### Records provided
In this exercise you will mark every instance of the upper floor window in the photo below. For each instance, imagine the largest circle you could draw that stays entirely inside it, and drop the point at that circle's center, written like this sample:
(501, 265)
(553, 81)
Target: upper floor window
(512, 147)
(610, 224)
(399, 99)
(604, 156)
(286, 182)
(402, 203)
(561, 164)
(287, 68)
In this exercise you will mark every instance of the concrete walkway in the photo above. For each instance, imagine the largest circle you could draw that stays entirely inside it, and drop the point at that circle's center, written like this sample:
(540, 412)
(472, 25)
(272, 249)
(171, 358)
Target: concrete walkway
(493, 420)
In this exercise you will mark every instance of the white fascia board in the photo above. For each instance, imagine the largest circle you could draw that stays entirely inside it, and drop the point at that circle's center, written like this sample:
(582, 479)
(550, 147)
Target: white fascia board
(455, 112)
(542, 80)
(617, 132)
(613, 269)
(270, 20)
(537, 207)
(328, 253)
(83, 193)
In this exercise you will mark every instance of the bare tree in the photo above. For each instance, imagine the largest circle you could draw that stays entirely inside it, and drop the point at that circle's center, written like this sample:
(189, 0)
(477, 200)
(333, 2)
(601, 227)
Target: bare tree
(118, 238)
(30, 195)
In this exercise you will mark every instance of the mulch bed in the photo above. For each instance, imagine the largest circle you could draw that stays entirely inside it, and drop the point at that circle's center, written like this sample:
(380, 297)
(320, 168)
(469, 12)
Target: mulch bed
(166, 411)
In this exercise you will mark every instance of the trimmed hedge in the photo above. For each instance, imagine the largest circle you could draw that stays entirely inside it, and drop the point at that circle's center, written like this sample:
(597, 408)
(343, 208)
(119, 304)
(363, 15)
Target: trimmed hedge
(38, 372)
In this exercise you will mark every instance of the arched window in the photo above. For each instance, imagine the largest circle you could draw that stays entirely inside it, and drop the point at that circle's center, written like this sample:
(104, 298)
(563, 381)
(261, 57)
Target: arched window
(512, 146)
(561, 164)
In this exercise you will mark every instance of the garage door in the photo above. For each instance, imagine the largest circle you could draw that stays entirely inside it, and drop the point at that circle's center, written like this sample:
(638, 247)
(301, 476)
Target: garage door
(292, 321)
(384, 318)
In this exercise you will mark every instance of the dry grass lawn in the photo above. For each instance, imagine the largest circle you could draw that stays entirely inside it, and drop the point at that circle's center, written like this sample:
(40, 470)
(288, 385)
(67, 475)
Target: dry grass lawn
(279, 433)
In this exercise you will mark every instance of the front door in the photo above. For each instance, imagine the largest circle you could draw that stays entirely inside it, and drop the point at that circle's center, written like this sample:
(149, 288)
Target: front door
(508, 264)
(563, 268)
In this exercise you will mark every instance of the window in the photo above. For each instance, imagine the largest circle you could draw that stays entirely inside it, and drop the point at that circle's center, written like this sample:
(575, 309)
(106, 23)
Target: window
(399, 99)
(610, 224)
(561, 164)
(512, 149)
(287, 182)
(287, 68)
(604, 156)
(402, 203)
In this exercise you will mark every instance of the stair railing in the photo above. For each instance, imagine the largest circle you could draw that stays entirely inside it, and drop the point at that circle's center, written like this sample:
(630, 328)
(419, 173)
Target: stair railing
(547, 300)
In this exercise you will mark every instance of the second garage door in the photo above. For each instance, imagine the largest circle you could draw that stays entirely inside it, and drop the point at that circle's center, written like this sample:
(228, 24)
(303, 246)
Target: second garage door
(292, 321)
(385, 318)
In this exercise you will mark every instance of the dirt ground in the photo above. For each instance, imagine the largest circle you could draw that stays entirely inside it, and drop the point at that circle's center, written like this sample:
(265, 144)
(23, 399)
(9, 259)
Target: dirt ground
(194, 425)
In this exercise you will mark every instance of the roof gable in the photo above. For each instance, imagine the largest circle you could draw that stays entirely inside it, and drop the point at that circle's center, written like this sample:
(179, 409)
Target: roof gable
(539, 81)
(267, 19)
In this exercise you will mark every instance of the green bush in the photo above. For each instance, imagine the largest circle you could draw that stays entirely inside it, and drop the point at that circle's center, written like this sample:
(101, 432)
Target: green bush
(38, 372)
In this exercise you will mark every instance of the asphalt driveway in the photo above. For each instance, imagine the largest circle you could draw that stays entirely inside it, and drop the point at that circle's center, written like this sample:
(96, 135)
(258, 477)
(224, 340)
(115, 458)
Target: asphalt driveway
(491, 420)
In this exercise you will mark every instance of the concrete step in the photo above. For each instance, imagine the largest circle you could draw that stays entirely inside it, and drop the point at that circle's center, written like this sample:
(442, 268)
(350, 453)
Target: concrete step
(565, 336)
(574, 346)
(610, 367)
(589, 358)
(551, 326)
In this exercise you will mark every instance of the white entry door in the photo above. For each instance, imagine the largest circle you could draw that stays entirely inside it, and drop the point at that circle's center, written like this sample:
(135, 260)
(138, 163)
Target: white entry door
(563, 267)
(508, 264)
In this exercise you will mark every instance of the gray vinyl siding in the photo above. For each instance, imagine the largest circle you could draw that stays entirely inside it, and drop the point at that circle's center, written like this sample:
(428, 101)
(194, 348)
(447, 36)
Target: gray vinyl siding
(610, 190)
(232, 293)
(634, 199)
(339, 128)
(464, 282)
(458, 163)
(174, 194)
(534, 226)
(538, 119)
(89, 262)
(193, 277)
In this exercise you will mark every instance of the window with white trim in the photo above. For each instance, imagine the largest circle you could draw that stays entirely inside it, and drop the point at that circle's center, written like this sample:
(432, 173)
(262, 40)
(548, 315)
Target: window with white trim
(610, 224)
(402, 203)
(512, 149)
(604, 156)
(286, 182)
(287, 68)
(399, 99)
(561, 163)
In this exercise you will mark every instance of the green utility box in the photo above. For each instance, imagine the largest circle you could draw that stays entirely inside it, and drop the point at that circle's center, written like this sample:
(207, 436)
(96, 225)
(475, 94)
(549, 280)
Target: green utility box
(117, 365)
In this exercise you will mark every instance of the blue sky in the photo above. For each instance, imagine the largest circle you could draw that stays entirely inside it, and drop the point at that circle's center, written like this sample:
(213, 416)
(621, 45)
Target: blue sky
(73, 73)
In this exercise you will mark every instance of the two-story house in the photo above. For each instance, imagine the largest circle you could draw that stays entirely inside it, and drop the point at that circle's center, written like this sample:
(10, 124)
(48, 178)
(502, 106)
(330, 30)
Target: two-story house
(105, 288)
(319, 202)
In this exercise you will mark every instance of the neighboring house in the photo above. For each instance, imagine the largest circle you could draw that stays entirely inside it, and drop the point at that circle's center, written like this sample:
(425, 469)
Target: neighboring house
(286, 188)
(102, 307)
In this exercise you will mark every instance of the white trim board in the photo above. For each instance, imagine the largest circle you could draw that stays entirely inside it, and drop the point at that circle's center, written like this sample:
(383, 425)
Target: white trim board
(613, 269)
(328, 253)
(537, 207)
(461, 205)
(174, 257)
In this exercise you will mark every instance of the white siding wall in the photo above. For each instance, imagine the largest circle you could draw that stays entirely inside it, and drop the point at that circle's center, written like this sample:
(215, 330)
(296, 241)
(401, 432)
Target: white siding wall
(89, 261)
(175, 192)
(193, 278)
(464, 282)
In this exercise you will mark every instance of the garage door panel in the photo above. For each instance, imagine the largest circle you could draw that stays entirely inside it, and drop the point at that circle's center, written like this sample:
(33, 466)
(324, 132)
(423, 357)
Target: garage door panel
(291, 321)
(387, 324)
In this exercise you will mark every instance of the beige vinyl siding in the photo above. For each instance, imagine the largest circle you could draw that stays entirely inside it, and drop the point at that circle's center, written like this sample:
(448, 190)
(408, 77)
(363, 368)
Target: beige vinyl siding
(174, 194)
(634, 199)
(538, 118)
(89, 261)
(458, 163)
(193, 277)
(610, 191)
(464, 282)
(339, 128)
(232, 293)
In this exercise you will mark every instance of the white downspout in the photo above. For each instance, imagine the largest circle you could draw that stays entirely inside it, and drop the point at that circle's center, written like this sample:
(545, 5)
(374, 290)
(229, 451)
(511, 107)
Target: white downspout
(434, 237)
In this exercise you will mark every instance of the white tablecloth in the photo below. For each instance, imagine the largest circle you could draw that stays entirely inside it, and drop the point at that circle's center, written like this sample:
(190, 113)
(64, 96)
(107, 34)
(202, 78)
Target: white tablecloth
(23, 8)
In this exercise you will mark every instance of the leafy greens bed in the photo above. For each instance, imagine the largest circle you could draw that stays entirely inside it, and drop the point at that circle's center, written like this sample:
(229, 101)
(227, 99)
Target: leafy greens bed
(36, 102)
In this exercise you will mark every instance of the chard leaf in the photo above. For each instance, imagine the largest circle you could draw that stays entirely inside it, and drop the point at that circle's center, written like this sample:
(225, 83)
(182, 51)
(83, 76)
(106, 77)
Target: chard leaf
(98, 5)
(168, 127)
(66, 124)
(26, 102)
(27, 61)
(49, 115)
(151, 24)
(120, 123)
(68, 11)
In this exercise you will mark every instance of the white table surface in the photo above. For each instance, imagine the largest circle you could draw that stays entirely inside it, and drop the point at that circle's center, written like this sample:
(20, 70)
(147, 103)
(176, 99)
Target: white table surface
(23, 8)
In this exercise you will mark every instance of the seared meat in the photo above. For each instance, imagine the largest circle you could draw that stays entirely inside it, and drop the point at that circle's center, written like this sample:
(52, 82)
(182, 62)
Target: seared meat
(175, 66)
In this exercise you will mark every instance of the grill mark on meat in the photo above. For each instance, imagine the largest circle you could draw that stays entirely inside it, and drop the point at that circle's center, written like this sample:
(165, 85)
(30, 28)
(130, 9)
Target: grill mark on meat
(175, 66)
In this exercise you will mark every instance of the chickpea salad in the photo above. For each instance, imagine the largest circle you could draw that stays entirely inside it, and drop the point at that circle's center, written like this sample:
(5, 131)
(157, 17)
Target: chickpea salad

### What is expected
Return each line of the records above in which the word "chickpea" occurs.

### Answer section
In this exercise you will mark every instance of the chickpea salad in the photo above. For each instance, imagine the largest circle you could draw that stays entirely inside it, and drop the point at that circle's center, written like this sample:
Target: chickpea salad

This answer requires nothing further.